-- start of Text shown --

It’s the fifth time the world’s most populous nation has put humans in space and it highlights big changes in the space community. NASA, once the undisputed leader, is temporarily on the sidelines. The United States is in a launching slump.

With America at a rare moment of vulnerability, and an ambitious newcomer on the scene, the precedents of international space cooperation set over the past 30 years could soon face their biggest challenge since the Sputnik era.

After putting hundreds of astronauts into orbit over the past 50 years, flying nine missions to the moon, and landing there six times, the United States has literally been bumped to the passenger seat. It hasn’t been able to launch astronauts into space on its own since 2011, when the space shuttle program was retired.

-- end of Text shown --
-- start of Recorded data --

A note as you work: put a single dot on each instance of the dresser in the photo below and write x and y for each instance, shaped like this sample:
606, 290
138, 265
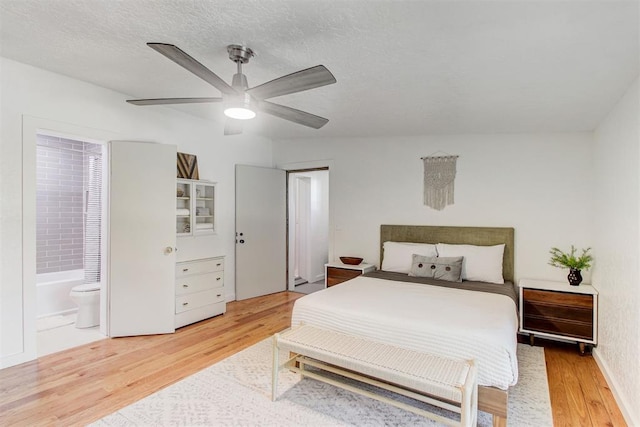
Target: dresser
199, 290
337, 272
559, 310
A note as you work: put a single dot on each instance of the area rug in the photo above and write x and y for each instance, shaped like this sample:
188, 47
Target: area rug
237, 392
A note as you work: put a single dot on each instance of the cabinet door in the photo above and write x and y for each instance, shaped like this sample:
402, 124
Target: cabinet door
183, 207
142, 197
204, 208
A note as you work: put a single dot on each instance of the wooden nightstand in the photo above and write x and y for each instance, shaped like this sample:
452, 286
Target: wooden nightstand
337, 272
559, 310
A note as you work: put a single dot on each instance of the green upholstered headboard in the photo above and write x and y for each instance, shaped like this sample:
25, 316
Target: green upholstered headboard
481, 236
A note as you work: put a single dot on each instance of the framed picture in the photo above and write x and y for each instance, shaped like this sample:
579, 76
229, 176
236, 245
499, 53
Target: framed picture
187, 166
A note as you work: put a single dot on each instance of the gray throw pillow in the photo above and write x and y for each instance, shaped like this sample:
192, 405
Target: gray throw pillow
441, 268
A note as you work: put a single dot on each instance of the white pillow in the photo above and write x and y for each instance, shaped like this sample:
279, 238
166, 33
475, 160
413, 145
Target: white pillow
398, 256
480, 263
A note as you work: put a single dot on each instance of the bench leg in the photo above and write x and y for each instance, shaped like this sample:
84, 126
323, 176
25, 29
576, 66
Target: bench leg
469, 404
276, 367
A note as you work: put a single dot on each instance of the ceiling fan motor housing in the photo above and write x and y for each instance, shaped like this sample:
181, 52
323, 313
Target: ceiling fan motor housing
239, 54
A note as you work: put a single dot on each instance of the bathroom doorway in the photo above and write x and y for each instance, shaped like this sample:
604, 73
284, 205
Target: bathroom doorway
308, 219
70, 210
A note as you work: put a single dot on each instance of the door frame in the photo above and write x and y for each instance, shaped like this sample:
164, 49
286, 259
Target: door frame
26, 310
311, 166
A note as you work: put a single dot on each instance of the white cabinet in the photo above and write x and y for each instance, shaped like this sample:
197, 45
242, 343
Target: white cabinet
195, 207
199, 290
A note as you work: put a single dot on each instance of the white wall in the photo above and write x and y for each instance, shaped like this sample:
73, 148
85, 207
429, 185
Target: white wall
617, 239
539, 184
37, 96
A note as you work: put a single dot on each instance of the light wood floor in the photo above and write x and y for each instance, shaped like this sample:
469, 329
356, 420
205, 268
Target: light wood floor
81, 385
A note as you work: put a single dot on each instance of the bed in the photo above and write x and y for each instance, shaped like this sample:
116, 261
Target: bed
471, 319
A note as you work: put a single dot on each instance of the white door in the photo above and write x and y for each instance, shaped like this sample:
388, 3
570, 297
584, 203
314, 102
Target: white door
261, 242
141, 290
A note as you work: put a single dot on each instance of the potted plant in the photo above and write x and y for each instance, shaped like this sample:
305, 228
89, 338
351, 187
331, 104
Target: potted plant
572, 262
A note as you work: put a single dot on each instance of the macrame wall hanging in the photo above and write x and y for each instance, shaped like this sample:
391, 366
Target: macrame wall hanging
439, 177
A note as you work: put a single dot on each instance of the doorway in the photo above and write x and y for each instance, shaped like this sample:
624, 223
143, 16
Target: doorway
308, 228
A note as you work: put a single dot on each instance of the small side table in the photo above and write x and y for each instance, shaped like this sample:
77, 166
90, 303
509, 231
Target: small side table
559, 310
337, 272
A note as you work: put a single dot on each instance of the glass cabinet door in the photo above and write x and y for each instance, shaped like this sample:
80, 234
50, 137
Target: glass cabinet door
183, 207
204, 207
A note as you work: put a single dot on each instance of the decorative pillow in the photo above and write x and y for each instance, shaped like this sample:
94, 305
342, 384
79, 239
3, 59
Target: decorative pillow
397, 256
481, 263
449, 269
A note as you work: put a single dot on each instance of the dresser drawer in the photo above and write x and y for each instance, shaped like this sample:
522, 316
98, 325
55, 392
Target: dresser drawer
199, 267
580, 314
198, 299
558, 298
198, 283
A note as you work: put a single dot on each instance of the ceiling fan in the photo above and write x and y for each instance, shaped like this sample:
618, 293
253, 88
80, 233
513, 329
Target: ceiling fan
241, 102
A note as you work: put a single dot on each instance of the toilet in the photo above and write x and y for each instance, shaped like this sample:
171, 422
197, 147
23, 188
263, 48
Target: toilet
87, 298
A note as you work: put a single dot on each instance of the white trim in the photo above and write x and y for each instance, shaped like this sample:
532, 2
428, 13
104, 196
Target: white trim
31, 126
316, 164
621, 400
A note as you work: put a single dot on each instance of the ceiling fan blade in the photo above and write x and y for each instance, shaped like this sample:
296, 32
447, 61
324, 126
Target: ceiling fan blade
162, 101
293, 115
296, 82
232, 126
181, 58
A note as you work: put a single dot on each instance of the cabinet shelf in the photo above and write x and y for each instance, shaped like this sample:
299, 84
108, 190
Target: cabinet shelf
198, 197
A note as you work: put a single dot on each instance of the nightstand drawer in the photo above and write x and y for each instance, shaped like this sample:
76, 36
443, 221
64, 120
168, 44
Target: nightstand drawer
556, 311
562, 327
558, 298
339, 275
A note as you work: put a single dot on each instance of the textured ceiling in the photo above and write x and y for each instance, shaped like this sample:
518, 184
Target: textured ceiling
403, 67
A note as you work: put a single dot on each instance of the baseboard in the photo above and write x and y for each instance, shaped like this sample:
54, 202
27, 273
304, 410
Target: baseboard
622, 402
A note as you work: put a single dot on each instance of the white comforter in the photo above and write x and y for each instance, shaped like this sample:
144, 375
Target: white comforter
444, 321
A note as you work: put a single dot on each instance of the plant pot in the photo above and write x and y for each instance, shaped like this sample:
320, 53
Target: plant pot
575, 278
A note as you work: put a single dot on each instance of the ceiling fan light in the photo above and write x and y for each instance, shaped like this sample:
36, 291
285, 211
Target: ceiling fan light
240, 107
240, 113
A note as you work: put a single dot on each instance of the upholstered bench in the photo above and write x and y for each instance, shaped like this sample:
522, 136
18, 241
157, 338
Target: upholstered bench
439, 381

-- end of Recorded data --

Your tasks:
(A) Reproduce the passage on human spaceflight from "With America at" up to and including "program was retired.".
(B) Pick out every line of the records that contains the word "table".

Expected outputs:
(A)
With America at a rare moment of vulnerability, and an ambitious newcomer on the scene, the precedents of international space cooperation set over the past 30 years could soon face their biggest challenge since the Sputnik era.

After putting hundreds of astronauts into orbit over the past 50 years, flying nine missions to the moon, and landing there six times, the United States has literally been bumped to the passenger seat. It hasn’t been able to launch astronauts into space on its own since 2011, when the space shuttle program was retired.

(B)
A note as you work: put a single dot on each instance of the small side table in the photo above and write x and y for each instance, shaped like this sample:
Target: small side table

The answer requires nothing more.